Task prompt ▸ Tally how many lines in the records below contain the word "white", and reply with that number alone.
============================================================
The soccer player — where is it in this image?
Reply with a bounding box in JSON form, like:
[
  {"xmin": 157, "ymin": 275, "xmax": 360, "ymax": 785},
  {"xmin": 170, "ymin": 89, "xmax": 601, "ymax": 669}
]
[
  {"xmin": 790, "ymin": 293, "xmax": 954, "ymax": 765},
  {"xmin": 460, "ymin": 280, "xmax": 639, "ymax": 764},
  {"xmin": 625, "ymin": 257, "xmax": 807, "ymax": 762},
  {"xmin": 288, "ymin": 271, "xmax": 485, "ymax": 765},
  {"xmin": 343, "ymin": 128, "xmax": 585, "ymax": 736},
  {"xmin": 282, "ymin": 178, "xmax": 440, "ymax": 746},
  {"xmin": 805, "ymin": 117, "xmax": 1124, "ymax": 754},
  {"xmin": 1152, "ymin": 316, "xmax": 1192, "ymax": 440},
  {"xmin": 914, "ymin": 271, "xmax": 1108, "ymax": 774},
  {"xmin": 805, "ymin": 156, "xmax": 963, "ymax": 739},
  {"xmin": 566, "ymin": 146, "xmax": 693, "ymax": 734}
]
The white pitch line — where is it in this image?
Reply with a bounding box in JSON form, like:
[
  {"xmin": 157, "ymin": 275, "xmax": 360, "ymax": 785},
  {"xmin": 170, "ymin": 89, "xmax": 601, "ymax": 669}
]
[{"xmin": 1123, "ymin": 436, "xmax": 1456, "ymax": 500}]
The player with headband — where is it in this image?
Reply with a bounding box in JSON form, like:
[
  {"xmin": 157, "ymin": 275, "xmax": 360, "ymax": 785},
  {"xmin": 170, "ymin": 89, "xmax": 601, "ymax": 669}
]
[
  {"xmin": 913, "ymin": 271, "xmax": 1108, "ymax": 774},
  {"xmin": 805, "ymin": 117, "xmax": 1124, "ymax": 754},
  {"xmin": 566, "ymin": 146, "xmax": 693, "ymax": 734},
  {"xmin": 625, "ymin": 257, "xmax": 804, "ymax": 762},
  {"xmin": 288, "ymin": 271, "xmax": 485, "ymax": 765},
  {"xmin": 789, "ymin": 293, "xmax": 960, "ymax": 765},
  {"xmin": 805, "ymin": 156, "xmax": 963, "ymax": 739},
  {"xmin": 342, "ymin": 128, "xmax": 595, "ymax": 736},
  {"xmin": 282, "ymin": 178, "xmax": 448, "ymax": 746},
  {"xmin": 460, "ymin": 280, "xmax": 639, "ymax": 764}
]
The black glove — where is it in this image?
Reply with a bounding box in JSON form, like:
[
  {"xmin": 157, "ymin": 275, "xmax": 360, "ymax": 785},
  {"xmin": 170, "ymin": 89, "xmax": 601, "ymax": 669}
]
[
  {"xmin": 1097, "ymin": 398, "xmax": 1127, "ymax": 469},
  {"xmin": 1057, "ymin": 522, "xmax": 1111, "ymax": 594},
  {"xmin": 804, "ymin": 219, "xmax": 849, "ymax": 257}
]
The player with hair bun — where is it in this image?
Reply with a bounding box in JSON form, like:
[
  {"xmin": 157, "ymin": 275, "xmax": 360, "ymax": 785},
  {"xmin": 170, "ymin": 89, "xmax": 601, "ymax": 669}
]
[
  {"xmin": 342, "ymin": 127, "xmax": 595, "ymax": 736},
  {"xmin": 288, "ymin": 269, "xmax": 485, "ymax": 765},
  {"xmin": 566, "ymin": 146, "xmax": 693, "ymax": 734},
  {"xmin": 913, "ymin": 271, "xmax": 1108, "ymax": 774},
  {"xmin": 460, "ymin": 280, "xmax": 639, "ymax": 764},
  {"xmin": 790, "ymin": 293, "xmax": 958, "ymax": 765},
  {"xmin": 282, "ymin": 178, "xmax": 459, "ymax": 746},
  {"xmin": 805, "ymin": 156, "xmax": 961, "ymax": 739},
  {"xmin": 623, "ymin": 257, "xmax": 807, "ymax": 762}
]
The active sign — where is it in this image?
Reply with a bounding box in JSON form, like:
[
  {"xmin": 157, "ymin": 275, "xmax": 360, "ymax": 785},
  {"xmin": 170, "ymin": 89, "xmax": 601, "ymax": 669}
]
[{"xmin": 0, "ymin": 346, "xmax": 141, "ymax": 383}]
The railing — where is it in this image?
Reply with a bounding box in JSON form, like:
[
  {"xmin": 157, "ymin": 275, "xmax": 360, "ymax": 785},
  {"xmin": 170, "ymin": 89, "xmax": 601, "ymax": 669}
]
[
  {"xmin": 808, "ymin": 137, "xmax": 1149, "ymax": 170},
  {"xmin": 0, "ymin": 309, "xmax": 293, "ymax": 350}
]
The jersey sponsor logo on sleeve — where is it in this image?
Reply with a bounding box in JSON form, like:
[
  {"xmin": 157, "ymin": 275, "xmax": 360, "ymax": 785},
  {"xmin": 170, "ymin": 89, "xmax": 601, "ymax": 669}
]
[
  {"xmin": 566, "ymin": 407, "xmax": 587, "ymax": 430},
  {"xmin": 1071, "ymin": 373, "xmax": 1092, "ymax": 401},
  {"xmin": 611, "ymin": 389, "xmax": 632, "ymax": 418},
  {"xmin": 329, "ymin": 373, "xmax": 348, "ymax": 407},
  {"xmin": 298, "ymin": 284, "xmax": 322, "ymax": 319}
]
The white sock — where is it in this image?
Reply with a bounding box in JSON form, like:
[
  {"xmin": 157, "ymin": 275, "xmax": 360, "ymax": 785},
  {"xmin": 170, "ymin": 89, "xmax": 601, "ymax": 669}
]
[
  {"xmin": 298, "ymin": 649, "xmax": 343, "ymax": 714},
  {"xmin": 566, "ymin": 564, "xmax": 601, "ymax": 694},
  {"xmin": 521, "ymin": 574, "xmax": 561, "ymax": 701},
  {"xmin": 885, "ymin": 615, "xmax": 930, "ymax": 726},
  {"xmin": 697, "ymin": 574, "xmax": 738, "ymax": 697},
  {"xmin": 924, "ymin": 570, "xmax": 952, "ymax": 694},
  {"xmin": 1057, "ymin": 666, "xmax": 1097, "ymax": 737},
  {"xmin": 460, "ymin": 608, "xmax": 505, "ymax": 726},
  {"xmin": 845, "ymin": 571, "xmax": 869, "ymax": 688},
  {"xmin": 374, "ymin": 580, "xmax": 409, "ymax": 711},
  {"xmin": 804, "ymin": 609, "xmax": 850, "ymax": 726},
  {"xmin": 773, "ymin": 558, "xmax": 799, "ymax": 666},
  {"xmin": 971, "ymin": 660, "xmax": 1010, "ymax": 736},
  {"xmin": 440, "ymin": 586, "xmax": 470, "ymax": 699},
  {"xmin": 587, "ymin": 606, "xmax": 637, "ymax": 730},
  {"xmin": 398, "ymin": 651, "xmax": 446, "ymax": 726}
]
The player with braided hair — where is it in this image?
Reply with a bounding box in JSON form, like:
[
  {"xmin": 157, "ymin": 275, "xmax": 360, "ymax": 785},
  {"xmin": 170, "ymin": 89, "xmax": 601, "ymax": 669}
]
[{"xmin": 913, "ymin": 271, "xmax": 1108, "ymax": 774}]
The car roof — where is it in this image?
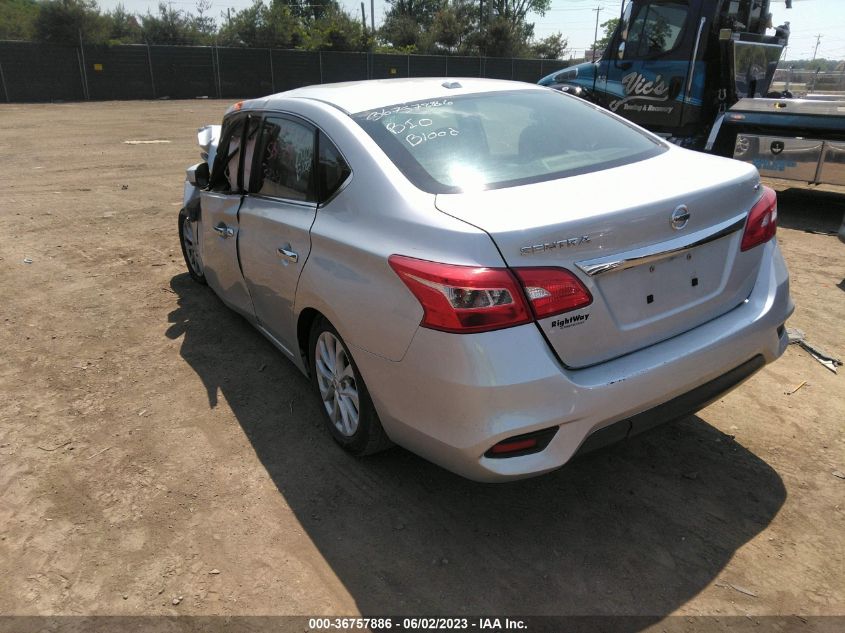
============================================================
Output ▸ 2